* _Data_:

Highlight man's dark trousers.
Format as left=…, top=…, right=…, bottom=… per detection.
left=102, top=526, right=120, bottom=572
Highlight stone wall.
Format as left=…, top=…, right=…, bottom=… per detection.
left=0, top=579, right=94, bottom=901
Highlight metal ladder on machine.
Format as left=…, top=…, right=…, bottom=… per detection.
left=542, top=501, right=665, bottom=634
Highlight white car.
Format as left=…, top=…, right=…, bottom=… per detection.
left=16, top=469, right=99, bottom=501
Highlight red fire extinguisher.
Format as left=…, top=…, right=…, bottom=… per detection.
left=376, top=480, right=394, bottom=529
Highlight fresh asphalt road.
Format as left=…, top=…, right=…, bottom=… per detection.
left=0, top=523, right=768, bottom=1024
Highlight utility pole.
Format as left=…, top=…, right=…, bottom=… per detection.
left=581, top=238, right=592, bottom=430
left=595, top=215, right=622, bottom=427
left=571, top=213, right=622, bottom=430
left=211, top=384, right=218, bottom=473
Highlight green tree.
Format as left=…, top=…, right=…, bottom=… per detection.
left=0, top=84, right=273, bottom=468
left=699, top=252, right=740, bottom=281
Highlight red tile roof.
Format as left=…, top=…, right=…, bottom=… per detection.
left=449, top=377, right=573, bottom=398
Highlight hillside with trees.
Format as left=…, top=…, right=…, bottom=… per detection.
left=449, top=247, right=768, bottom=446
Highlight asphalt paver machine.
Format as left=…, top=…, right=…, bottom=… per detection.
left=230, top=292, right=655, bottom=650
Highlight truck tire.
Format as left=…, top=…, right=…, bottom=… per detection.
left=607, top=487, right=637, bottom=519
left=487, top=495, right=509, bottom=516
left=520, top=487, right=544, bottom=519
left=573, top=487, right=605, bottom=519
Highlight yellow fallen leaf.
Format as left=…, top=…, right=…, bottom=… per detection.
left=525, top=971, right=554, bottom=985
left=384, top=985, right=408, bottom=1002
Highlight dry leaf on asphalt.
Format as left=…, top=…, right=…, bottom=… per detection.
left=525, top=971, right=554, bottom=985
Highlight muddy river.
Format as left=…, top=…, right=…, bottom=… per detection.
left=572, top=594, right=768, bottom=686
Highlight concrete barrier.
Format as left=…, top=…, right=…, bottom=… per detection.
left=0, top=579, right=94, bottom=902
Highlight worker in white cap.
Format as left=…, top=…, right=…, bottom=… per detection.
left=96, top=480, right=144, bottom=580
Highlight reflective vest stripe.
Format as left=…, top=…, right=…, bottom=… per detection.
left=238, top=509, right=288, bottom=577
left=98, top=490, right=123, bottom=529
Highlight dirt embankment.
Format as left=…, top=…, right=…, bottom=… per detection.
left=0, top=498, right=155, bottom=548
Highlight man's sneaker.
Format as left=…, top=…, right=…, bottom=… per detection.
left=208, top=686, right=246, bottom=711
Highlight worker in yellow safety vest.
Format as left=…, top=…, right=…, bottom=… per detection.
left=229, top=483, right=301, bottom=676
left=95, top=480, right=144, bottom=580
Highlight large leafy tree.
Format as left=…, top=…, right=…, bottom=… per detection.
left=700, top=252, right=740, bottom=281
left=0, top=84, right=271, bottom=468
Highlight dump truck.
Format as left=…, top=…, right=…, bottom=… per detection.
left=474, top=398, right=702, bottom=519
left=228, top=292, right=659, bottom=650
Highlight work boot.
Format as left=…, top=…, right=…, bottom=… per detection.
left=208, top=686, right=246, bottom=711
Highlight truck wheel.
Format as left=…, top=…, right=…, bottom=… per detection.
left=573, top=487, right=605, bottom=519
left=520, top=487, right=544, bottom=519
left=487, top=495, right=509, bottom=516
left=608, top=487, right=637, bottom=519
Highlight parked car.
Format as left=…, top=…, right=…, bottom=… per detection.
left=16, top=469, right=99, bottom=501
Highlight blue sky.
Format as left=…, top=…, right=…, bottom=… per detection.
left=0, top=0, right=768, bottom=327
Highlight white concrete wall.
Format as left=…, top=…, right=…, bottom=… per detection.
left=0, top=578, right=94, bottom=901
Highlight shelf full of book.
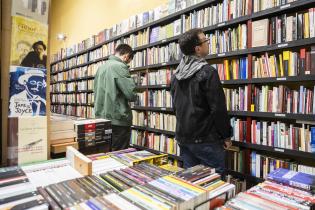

* _Work instructions_:
Please rewrite the rows from the line containing "Highlight truck wheel." through the end of the rows, requests included, scaling each bounding-box coordinate in the answers by 2.1 and rounding to whole numbers with halves going up. Leave the pictures out.

* _Correct response_:
Highlight truck wheel.
Format as left=…, top=…, right=…, bottom=… per detection.
left=1203, top=1023, right=1271, bottom=1090
left=1092, top=1023, right=1142, bottom=1090
left=1023, top=1040, right=1069, bottom=1084
left=1277, top=1023, right=1338, bottom=1090
Highlight parked car.
Format as left=…, top=…, right=…, bottom=… per detection.
left=34, top=985, right=208, bottom=1052
Highlight blue sky.
Format as left=…, top=…, right=…, bottom=… per detection.
left=0, top=0, right=1613, bottom=687
Highlight white concrete wall.
Format as left=…, top=…, right=…, bottom=… per detection.
left=0, top=1214, right=197, bottom=1892
Highlight shelf full of book.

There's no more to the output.